PROBLEM
Go through the records below and copy out only the lines that contain the string "long".
───── MATERIAL TO PROCESS
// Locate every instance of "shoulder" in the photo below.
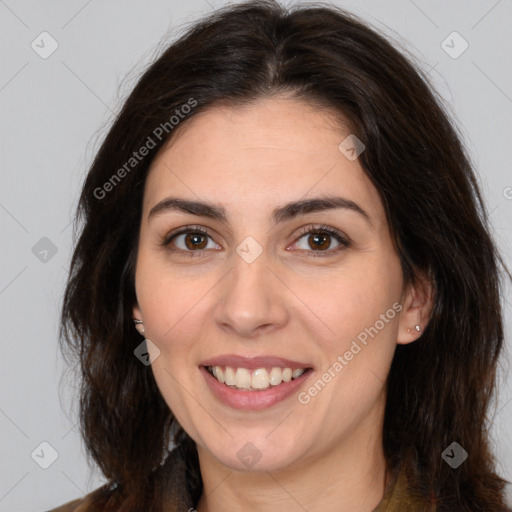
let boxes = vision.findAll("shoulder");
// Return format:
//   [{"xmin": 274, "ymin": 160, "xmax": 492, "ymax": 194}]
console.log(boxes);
[
  {"xmin": 46, "ymin": 449, "xmax": 194, "ymax": 512},
  {"xmin": 46, "ymin": 484, "xmax": 112, "ymax": 512},
  {"xmin": 47, "ymin": 494, "xmax": 94, "ymax": 512}
]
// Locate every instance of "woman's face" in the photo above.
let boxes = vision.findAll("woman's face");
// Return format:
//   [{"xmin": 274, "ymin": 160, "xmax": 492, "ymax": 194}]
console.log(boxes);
[{"xmin": 134, "ymin": 97, "xmax": 422, "ymax": 470}]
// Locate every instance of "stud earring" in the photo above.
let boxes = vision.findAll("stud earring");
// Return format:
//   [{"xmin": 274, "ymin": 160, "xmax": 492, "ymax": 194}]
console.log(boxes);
[{"xmin": 133, "ymin": 318, "xmax": 146, "ymax": 336}]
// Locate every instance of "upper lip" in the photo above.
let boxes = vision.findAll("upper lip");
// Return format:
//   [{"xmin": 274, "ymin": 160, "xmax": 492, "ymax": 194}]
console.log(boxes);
[{"xmin": 200, "ymin": 354, "xmax": 312, "ymax": 370}]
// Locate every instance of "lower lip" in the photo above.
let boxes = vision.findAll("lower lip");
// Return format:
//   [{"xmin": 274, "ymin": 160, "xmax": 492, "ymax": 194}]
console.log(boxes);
[{"xmin": 199, "ymin": 366, "xmax": 313, "ymax": 411}]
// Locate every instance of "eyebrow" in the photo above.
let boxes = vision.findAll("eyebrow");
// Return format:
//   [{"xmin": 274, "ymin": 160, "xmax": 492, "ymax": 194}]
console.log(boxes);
[{"xmin": 148, "ymin": 196, "xmax": 373, "ymax": 227}]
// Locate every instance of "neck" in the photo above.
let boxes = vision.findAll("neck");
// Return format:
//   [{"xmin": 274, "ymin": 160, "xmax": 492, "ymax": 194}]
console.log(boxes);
[{"xmin": 197, "ymin": 402, "xmax": 389, "ymax": 512}]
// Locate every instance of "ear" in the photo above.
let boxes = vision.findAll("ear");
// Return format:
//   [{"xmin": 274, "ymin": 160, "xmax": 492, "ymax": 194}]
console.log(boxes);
[
  {"xmin": 397, "ymin": 275, "xmax": 434, "ymax": 345},
  {"xmin": 132, "ymin": 303, "xmax": 146, "ymax": 336},
  {"xmin": 132, "ymin": 303, "xmax": 142, "ymax": 320}
]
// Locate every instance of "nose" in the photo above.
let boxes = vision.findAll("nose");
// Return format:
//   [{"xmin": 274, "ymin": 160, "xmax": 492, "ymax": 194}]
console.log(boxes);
[{"xmin": 214, "ymin": 248, "xmax": 290, "ymax": 340}]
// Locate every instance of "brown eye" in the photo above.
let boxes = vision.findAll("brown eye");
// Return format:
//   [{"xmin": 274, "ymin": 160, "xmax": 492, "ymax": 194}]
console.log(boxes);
[
  {"xmin": 160, "ymin": 226, "xmax": 219, "ymax": 256},
  {"xmin": 296, "ymin": 225, "xmax": 350, "ymax": 257}
]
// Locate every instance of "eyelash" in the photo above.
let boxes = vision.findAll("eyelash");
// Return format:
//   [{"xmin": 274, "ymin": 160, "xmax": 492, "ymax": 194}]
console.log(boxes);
[{"xmin": 159, "ymin": 224, "xmax": 351, "ymax": 258}]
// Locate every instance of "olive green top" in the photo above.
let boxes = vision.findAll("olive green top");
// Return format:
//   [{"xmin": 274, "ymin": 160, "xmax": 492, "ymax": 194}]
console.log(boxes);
[{"xmin": 49, "ymin": 450, "xmax": 436, "ymax": 512}]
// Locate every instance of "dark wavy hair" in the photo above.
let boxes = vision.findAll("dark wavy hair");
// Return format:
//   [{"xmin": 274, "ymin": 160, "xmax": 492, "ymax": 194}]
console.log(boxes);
[{"xmin": 60, "ymin": 0, "xmax": 510, "ymax": 512}]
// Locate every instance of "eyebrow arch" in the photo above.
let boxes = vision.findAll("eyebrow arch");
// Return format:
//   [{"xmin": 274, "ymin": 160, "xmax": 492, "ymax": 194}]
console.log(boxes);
[{"xmin": 148, "ymin": 196, "xmax": 372, "ymax": 226}]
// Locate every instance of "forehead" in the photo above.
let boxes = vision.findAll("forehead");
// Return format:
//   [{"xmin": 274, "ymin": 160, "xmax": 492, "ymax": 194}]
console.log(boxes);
[{"xmin": 145, "ymin": 97, "xmax": 382, "ymax": 228}]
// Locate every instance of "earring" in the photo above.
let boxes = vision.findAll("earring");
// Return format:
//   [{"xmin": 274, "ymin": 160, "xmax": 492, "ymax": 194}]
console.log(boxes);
[{"xmin": 133, "ymin": 318, "xmax": 146, "ymax": 336}]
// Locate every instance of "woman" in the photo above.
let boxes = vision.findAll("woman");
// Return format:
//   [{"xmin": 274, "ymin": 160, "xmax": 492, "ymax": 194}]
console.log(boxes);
[{"xmin": 50, "ymin": 0, "xmax": 510, "ymax": 512}]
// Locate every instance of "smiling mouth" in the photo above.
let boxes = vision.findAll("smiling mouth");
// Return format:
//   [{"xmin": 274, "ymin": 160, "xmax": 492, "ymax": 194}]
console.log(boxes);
[{"xmin": 205, "ymin": 366, "xmax": 312, "ymax": 391}]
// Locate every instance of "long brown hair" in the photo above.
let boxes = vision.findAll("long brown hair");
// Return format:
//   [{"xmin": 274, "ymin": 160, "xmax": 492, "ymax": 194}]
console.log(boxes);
[{"xmin": 60, "ymin": 0, "xmax": 510, "ymax": 512}]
──────────
TASK ANSWER
// Locate every instance of "long brown hair" in the photo above.
let boxes = vision.findAll("long brown hair");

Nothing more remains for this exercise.